» **Your objective**
Retype the advice on writing below, starting at "Ask Yourself Four" and ending at "is avoidably ugly?".

» **Text section**
---
Ask Yourself Four Questions

A scrupulous writer, in every sentence that he writes, will ask himself at least four questions, thus: What am I trying to say? What words will express it? What image or idiom will make it clearer? Is this image fresh enough to have an effect? And he will probably ask himself two more: Could I put it more shortly? Have I said anything that is avoidably ugly?

GEORGE ORWELL

Don't Indulge the Reader as a Consumer

I publish to be read. It’s the only thing that interests me about publication. So I employ all the strategies I know to capture the reader’s attention, stimulate curiosity, make the page as dense as possible and as easy as possible to turn. But once I have the reader’s attention I feel it is my right to pull it in whichever direction I choose. I don’t think the reader should be indulged as a consumer, because he isn’t one. Literature that indulges the tastes of the reader is a degraded literature. My goal is to disappoint the usual expectations and inspire new ones.

ELENA FERRANTE

All Things Have Been Given to Us for a Purpose

A writer — and, I believe, generally all persons — must think that whatever happens to him or her is a resource. All things have been given to us for a purpose, and an artist must feel this more intensely. All that happens to us, including our humiliations, our misfortunes, our embarrassments, all is given to us as raw material, as clay, so that we may shape our art.

JORGE LUIS BORGES

Forget Good Judgment

Nobody ever got started on a career as a writer by exercising good judgment, and no one ever will, either, so the sooner you break the habit of relying on yours, the faster you will advance. People with good judgment weigh the assurance of a comfortable living represented by the mariners’ certificates that declare them masters of all ships, whether steam or sail, and masters of all oceans and all navigable rivers, and do not forsake such work in order to learn English and write books signed Joseph Conrad. People who have had hard lives but somehow found themselves fetched up in executive positions with prosperous West Coast oil firms do not drink and wench themselves out of such comfy billets in order in their middle age to write books as Raymond Chandler; that would be poor judgment. No one on the payroll of a New York newspaper would get drunk and chuck it all to become a free-lance writer, so there was no John O’Hara. When you have at last progressed to the junction that enforces the decision of whether to proceed further, by sending your stuff out, and refusing to remain a wistful urchin too afraid to beg, and you have sent the stuff, it is time to pause and rejoice.
---
» **Source information**
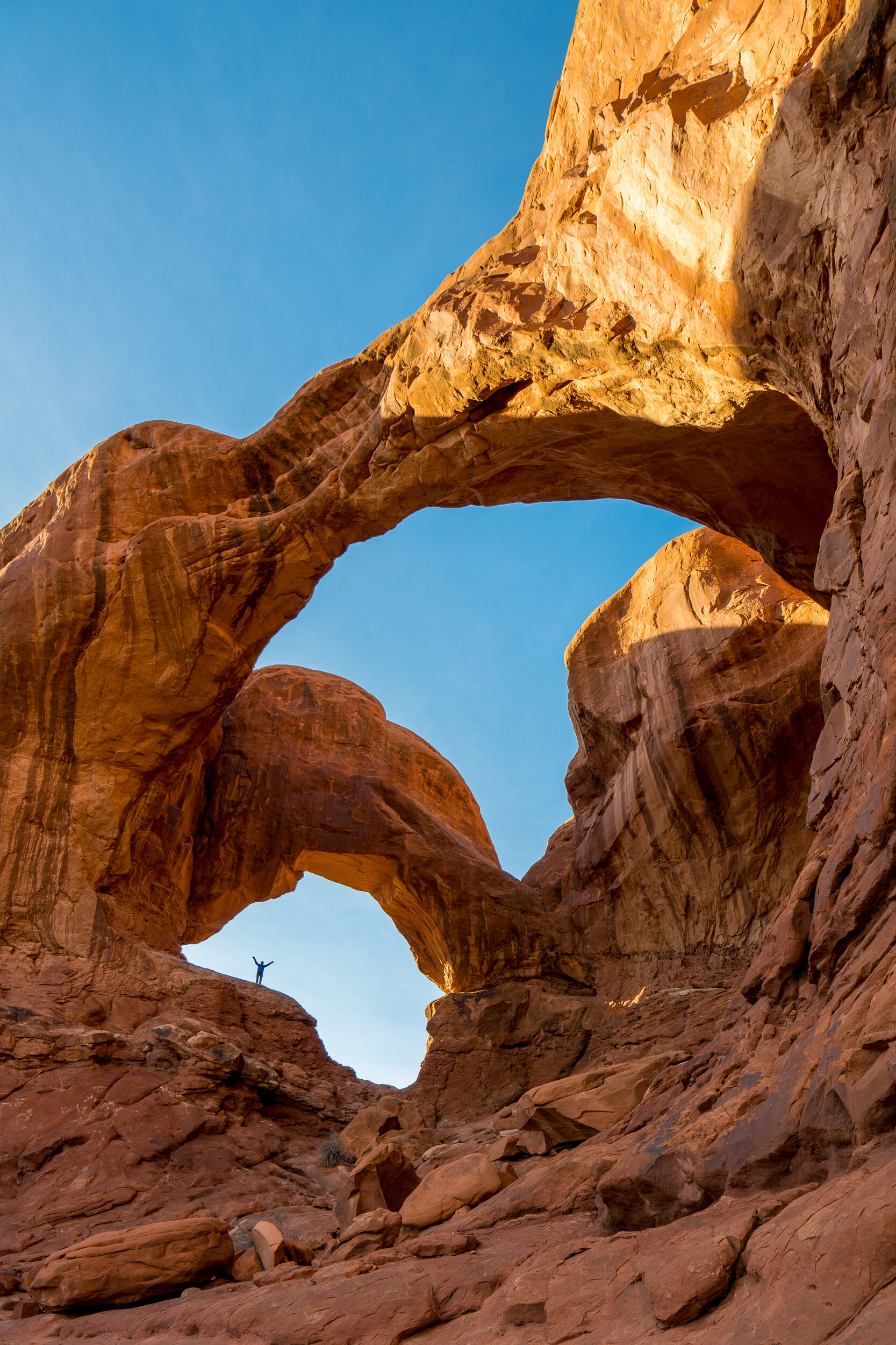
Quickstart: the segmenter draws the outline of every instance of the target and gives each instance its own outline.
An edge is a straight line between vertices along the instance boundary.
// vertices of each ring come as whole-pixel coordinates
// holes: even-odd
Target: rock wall
[[[128,1157],[116,1115],[138,1103],[91,1095],[95,1151],[82,1170],[85,1131],[58,1069],[98,1071],[109,1042],[64,1029],[87,1013],[102,1036],[113,1013],[149,1022],[144,1001],[167,1002],[179,964],[159,948],[172,893],[192,880],[197,781],[222,716],[347,546],[430,506],[626,496],[737,538],[830,604],[807,803],[817,834],[743,979],[716,971],[713,990],[684,966],[688,983],[609,1002],[575,1065],[570,1041],[548,1040],[549,976],[525,1007],[512,981],[467,1002],[482,1009],[467,1013],[480,1040],[492,1032],[498,1045],[506,1029],[489,1026],[488,995],[506,1005],[498,1017],[532,1028],[545,1069],[552,1052],[563,1071],[638,1060],[664,1032],[686,1059],[666,1053],[618,1123],[572,1155],[532,1159],[462,1215],[458,1229],[492,1229],[472,1267],[446,1255],[419,1271],[396,1251],[395,1264],[359,1263],[351,1284],[325,1274],[253,1286],[249,1299],[236,1286],[201,1310],[191,1299],[125,1310],[128,1323],[109,1314],[91,1334],[274,1342],[283,1328],[332,1345],[359,1332],[390,1345],[423,1332],[441,1345],[528,1345],[598,1340],[611,1323],[631,1341],[657,1326],[737,1345],[770,1333],[888,1340],[895,48],[881,0],[583,0],[520,211],[414,317],[244,440],[165,422],[113,436],[0,534],[4,1006],[35,1011],[20,991],[59,1006],[43,1036],[7,1042],[16,1077],[31,1071],[23,1061],[52,1061],[32,1079],[47,1153],[28,1147],[31,1095],[9,1130],[4,1217],[31,1220],[4,1244],[16,1274],[16,1258],[59,1245],[47,1210],[73,1180],[90,1184],[101,1154],[107,1184],[129,1185],[126,1167],[145,1193],[193,1142],[189,1127],[172,1130],[165,1153]],[[557,838],[560,869],[570,849],[575,835]],[[161,868],[146,886],[153,850]],[[625,886],[625,863],[614,877]],[[735,975],[742,993],[727,994]],[[567,1036],[584,1041],[584,1015],[570,1010],[564,1001]],[[451,999],[437,1017],[465,1011]],[[246,1073],[246,1050],[212,1030],[214,1015],[157,1026],[172,1029],[160,1048],[172,1071],[211,1053],[201,1095],[218,1102],[199,1107],[211,1149],[195,1178],[212,1200],[220,1165],[239,1165],[215,1141],[239,1124],[246,1089],[259,1111],[278,1106],[267,1099],[283,1076],[251,1052]],[[89,1083],[73,1081],[78,1099]],[[184,1096],[167,1089],[160,1104],[173,1112]],[[270,1177],[257,1193],[266,1206],[283,1198]],[[106,1205],[113,1220],[117,1208]],[[523,1213],[535,1220],[510,1217]],[[31,1338],[42,1334],[39,1319]]]
[[[574,638],[571,854],[543,892],[564,958],[590,964],[591,983],[606,959],[760,942],[813,841],[826,621],[743,543],[703,529],[662,547]]]
[[[344,678],[254,672],[204,787],[184,942],[310,870],[371,892],[446,991],[549,960],[537,893],[501,869],[458,772]]]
---
» **Written reply**
Ask Yourself Four Questions

A scrupulous writer, in every sentence that he writes, will ask himself at least four questions, thus: What am I trying to say? What words will express it? What image or idiom will make it clearer? Is this image fresh enough to have an effect? And he will probably ask himself two more: Could I put it more shortly? Have I said anything that is avoidably ugly?